▶ _Work to do_:
Omit all images. Write out the rest of the material exactly.

▶ _Data for this exercise_:
◆ ◆ ◆ ◆ ◆

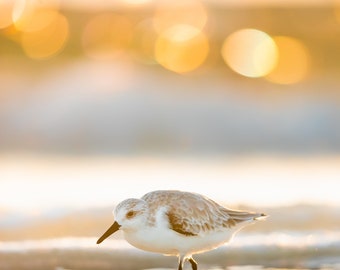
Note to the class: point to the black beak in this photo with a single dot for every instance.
(114, 227)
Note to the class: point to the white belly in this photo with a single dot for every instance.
(169, 242)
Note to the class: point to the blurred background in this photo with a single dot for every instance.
(105, 100)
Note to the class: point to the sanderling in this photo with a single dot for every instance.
(177, 223)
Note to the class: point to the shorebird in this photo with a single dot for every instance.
(177, 223)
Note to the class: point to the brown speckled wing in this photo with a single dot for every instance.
(190, 214)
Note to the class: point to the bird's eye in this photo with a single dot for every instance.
(130, 214)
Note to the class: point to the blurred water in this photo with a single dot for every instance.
(308, 249)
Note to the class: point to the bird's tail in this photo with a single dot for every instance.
(244, 216)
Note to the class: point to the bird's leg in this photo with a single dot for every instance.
(193, 263)
(180, 264)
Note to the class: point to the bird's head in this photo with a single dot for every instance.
(129, 215)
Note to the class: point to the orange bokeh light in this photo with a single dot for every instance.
(6, 9)
(47, 42)
(29, 16)
(293, 61)
(250, 52)
(181, 48)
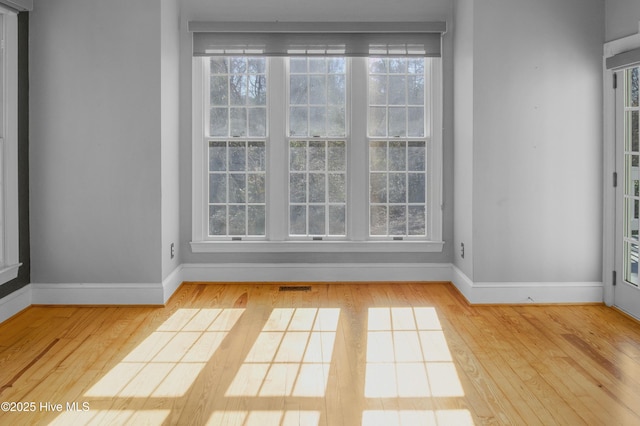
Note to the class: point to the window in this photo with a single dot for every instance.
(307, 147)
(8, 146)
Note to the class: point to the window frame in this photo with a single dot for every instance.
(9, 250)
(277, 238)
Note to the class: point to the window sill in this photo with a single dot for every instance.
(316, 246)
(9, 273)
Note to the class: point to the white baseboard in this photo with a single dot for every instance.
(315, 272)
(478, 293)
(171, 283)
(98, 294)
(159, 293)
(15, 302)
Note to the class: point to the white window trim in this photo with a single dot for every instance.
(359, 241)
(611, 49)
(9, 263)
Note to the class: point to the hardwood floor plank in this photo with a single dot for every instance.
(337, 354)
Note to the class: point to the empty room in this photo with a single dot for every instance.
(297, 212)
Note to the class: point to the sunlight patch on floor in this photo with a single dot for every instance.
(167, 362)
(291, 355)
(264, 418)
(111, 417)
(416, 417)
(408, 355)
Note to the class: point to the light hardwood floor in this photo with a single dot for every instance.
(338, 354)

◆ ◆ ◆ ◆ ◆

▶ _Exercise solution_:
Note to the class: point to the black beak in this photo with a single dot for every instance.
(114, 227)
Note to the class: point to the white belly in this photo with a single dot for every instance.
(169, 242)
Note to the class: point to the blurred background in this photo with a single dot for every instance.
(105, 100)
Note to the class: point to the sanderling in this photo with a single dot for every instance.
(177, 223)
Note to the class: point to the shorebird in this photo with a single dot for every instance.
(177, 223)
Note to the class: point to the brown speckled wing in this photo with a single dot for every instance.
(190, 214)
Note to the class: point to the bird's eye in this photo with a single dot for every instance.
(130, 214)
Note to the class: point to the blurred water in this photo with a single dot for every instance.
(308, 249)
Note to the class: point to the bird's tail in this photo with a single dot for every instance.
(244, 216)
Note to the class: point to the bird's leg in this photo with a single dot for every instance.
(193, 263)
(180, 264)
Note to the class: point to the bird's head in this photo with a single dot for every instance.
(129, 215)
Note to the class: point to the orange bokeh light in this photo with a single dot for every instance.
(6, 9)
(47, 42)
(29, 16)
(293, 61)
(250, 52)
(181, 48)
Note to the class: point to the window in this photo with a single dot for every instance.
(307, 147)
(8, 146)
Note to the class: point to the window frame in this photo with a single dot for every instance.
(9, 250)
(277, 238)
Note to the class: point to the window sill in this photo with a single dot for every instance.
(316, 246)
(9, 273)
Note to the class: point to the white baseboard in this photo with a single dot for every instance.
(315, 272)
(478, 293)
(171, 283)
(98, 294)
(159, 293)
(15, 302)
Note to the class: point to the white window trim in this photo with a single dot for every instance.
(359, 241)
(611, 49)
(9, 263)
Note to the class: point to the hardwood floor plank in this photo with a single dot for every instance.
(337, 354)
Note to the class: point to the empty room in this photo with a single dot for every instance.
(297, 212)
Note to the class: point to the sunlight patch on floor in this photo with a single dot for every instance.
(167, 362)
(291, 355)
(264, 418)
(111, 417)
(416, 417)
(408, 355)
Note to the class: point to the light hardwood floor in this photo with a single dot for every instance.
(338, 354)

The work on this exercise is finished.